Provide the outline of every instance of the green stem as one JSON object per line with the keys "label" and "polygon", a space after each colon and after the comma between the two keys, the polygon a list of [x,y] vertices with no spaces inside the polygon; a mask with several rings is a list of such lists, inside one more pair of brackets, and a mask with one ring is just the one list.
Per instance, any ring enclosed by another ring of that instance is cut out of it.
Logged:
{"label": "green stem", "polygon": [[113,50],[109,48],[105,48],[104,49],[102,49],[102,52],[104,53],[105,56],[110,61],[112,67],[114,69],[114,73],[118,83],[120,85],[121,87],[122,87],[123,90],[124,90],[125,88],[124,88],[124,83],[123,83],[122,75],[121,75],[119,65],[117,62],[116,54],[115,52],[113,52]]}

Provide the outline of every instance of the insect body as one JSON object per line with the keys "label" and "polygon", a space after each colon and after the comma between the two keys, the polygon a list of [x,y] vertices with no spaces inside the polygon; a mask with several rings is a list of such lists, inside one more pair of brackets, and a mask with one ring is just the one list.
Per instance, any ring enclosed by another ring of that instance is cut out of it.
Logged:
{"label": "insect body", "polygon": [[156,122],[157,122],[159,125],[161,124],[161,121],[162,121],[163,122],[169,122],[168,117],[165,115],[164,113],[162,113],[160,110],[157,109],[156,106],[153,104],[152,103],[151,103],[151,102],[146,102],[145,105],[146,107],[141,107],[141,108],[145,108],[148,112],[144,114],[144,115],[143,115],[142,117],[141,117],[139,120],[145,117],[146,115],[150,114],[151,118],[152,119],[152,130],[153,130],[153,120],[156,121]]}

-----

▸ Stated task
Switch each "Logged" in the rows above to "Recorded" and reproduce all the rows with every other character unchanged.

▸ Answer to the task
Provide the outline of every instance of the green stem as one JSON object per line with the keys "label" and "polygon", a space after each colon and after the comma between the two keys, the polygon a list of [x,y] vertices with no spaces inside the polygon; a mask with several rings is a list of such lists, inside one more pair of brackets, and a mask with one ring is just the one list.
Per instance, any ring enclosed by another ring of that instance is cut out of it.
Recorded:
{"label": "green stem", "polygon": [[113,50],[109,48],[105,48],[104,49],[102,49],[102,52],[104,53],[105,56],[110,61],[112,67],[114,69],[114,73],[118,83],[120,85],[121,87],[122,87],[123,90],[124,90],[125,88],[124,88],[124,83],[123,83],[122,75],[121,75],[119,65],[117,62],[116,54],[115,52],[113,52]]}

Provide the outline of every instance of the insect body as one JSON object per line with the keys "label" and "polygon", a space after each colon and after the comma between the two keys, the polygon a list of [x,y] vertices with no spaces inside the polygon; a mask with several rings is a list of such lists, inside one more pair of brackets, and a mask with one ring is just the one list.
Per instance, any ring enclosed by another ring of that instance is cut out of it.
Recorded:
{"label": "insect body", "polygon": [[156,122],[157,122],[159,125],[161,124],[161,121],[162,121],[163,122],[169,122],[168,117],[165,115],[164,113],[162,113],[160,110],[157,109],[156,106],[153,104],[152,103],[151,103],[151,102],[146,102],[145,105],[146,107],[141,107],[141,108],[145,108],[148,112],[144,114],[144,115],[143,115],[142,117],[141,117],[139,120],[145,117],[146,115],[150,114],[151,118],[152,119],[152,130],[153,130],[153,120],[156,121]]}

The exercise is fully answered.